Universal Power Adapter for Mobile Devices
- Type: Power Adapter

Production history
- Designer: IEEE UPAMD Working Group
- Hot pluggable: Yes
- Daisy chain: Yes

Electrical
- Signal: charging power 10–240 W

= Universal Power Adapter for Mobile Devices =

Power supply standards for 10–130 W (optionally 240 W)

The Universal Power Adapter for Mobile Devices (UPAMD), codename IEEE 1823-2015 (before approval P1823), is an IEEE standard for power supply design intended to cater to the power range of 10–130 W (optionally 240 W) for mobile devices like laptop computers.
The power supply was required to have an output capacitive energy of less than 15.1 µJ and an inductive energy at disconnect of less than 5.3 µJ.

The standard defines an AC adapter to power devices requiring from 10 W to 130 W (~20 V × 6.5 A) or (extended voltage option) up to 240 W (60 V × 4 A). A new connector (that does not mate with any previously existing connector) is proposed for a lifetime of about ten years with multiple brands and models. This minimum life of adapter was hoped to reduce electronic waste.

A common direct current power plug is intended to make life easier by eliminating the confusion regarding what voltage and current transformer one needs to buy and carry. This can help mobile devices, laptops, many consumer electronic devices, office devices like Ethernet switches/hubs, and wireless routers to use the same power adapter around the world.

[Required work]:
A) Write out the UPAMD passage word for word, starting with "The Universal Power" and going on through "than 5.3 µJ.".
B) Answer these questions using the UPAMD passage:
(i) What limit does it set on inductive energy at disconnect?
(ii) For about how long is the new connector proposed to last?
(iii) Who is listed as the designer?
C) List every field label that appears in the bulleted entries at the top of the UPAMD passage.
The items that follow have no connection to the UPAMD passage.

[Supplied information]:

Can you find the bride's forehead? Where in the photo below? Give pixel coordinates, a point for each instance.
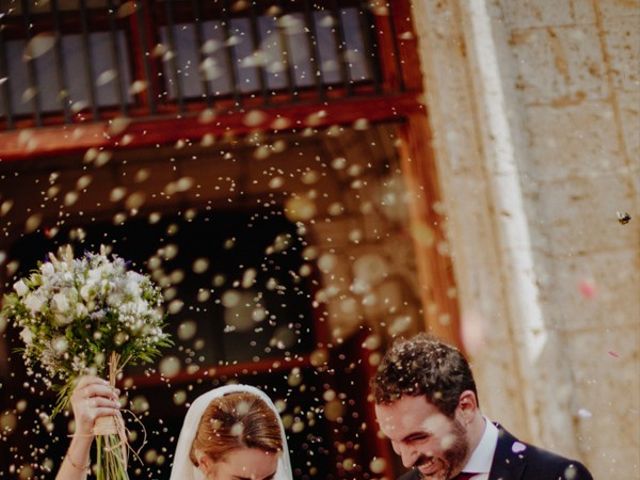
(252, 463)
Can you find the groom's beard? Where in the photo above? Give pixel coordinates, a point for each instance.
(452, 459)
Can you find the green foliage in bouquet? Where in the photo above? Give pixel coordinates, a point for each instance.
(74, 313)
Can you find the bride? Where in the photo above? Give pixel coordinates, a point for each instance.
(229, 433)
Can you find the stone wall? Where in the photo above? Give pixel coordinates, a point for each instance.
(535, 110)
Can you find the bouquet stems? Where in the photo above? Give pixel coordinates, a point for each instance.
(111, 438)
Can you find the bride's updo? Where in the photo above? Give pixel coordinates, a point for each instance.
(233, 421)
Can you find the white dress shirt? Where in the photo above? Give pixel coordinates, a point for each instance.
(482, 457)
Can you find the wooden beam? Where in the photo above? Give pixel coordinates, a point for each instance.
(119, 133)
(435, 269)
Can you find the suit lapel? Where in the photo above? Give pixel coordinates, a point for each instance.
(507, 464)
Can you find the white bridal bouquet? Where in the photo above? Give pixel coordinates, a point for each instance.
(88, 315)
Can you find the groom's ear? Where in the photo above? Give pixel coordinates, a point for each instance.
(205, 464)
(467, 405)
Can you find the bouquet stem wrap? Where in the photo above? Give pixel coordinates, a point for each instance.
(111, 437)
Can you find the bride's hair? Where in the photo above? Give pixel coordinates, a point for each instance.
(236, 420)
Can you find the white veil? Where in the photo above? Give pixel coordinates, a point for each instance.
(183, 468)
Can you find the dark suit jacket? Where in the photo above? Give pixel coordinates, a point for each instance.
(532, 463)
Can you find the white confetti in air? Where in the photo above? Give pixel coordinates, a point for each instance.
(584, 413)
(518, 447)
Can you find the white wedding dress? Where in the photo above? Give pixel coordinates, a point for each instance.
(183, 469)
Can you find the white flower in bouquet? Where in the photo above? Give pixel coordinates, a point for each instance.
(26, 336)
(74, 311)
(21, 288)
(34, 302)
(73, 314)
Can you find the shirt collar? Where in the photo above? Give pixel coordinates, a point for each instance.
(482, 457)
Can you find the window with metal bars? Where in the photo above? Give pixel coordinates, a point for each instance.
(75, 60)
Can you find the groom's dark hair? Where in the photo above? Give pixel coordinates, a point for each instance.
(423, 365)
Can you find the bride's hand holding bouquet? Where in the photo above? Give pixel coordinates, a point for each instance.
(88, 316)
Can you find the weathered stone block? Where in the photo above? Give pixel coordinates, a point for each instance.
(559, 65)
(534, 13)
(571, 141)
(622, 37)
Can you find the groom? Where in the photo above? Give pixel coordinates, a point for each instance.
(427, 405)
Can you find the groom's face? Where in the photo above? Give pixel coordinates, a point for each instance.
(426, 439)
(244, 464)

[Solutions to each task]:
A)
The Universal Power Adapter for Mobile Devices (UPAMD), codename IEEE 1823-2015 (before approval P1823), is an IEEE standard for power supply design intended to cater to the power range of 10–130 W (optionally 240 W) for mobile devices like laptop computers.
The power supply was required to have an output capacitive energy of less than 15.1 µJ and an inductive energy at disconnect of less than 5.3 µJ.

B)
(i) Less than 5.3 µJ.
(ii) About ten years.
(iii) The IEEE UPAMD Working Group.

C) Type, Designer, Hot pluggable, Daisy chain, Signal